EXTRACTED DATA
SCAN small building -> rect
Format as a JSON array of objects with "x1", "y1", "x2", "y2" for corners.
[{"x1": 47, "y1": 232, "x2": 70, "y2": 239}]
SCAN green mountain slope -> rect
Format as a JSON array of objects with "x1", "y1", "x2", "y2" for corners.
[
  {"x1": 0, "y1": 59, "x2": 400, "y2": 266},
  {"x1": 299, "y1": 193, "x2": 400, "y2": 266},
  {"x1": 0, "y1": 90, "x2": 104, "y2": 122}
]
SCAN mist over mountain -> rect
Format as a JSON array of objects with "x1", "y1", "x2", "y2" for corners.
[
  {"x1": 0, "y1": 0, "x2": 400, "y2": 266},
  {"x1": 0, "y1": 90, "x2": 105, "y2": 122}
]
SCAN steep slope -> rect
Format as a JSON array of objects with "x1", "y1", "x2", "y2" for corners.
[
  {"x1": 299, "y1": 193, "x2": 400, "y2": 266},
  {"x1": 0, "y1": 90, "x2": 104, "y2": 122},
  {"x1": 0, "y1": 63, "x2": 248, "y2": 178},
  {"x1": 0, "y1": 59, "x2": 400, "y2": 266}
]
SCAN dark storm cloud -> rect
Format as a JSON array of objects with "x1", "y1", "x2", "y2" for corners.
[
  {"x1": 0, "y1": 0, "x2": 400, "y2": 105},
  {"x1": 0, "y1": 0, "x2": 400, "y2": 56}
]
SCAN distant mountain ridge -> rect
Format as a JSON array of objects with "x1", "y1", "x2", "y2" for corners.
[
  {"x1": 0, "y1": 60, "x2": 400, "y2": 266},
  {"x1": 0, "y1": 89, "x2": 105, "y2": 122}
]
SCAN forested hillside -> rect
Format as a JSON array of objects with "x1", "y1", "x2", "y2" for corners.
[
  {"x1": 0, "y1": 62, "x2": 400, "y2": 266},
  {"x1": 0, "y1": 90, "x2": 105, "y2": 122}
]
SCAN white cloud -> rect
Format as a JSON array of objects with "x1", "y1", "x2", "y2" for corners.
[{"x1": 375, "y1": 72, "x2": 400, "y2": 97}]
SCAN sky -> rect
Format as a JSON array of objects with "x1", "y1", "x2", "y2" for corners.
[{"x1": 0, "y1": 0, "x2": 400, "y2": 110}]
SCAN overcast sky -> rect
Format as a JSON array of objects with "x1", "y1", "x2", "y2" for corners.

YOUR INSTRUCTIONS
Reproduce every one of the lines above, substituting "FIND" for each occurrence of "SCAN" and leaving everything else unchanged.

RESULT
FIND small building -> rect
Format as a JSON array of objects with "x1", "y1", "x2", "y2" for corners.
[{"x1": 47, "y1": 232, "x2": 70, "y2": 239}]
FIND green mountain slope -> rect
Format as a JSON array of objects with "x1", "y1", "x2", "y2" for corners.
[
  {"x1": 0, "y1": 59, "x2": 400, "y2": 266},
  {"x1": 299, "y1": 193, "x2": 400, "y2": 266},
  {"x1": 0, "y1": 90, "x2": 104, "y2": 122}
]
FIND mist over mountain -> rect
Format as a JSON array of objects with "x1", "y1", "x2", "y2" for corners.
[
  {"x1": 0, "y1": 0, "x2": 400, "y2": 266},
  {"x1": 0, "y1": 90, "x2": 105, "y2": 122}
]
FIND steep slope -> rect
Format as a JSON array of objects with "x1", "y1", "x2", "y2" for corners.
[
  {"x1": 299, "y1": 193, "x2": 400, "y2": 266},
  {"x1": 0, "y1": 90, "x2": 104, "y2": 122},
  {"x1": 0, "y1": 63, "x2": 248, "y2": 178},
  {"x1": 0, "y1": 59, "x2": 400, "y2": 266}
]
FIND dark storm cloud -> rect
Format as a JSON array of objects with "x1", "y1", "x2", "y2" for corners.
[
  {"x1": 0, "y1": 0, "x2": 400, "y2": 105},
  {"x1": 0, "y1": 0, "x2": 400, "y2": 56}
]
FIND distant mountain ridge -> rect
Format as a JSON array of objects with "x1", "y1", "x2", "y2" for corners.
[
  {"x1": 0, "y1": 60, "x2": 400, "y2": 266},
  {"x1": 0, "y1": 89, "x2": 105, "y2": 122}
]
FIND forested hillside -> rect
Format as a JSON array of objects with "x1", "y1", "x2", "y2" for corners.
[
  {"x1": 0, "y1": 62, "x2": 400, "y2": 266},
  {"x1": 0, "y1": 90, "x2": 105, "y2": 122}
]
FIND white cloud -> rect
Format as a JSON array of objects with "x1", "y1", "x2", "y2" for corners.
[{"x1": 375, "y1": 72, "x2": 400, "y2": 97}]
FIND sky -> rect
Format as a JSON array of objects with "x1", "y1", "x2", "y2" for corners.
[{"x1": 0, "y1": 0, "x2": 400, "y2": 110}]
FIND overcast sky -> rect
Format as a JSON array of objects with "x1", "y1", "x2", "y2" for corners.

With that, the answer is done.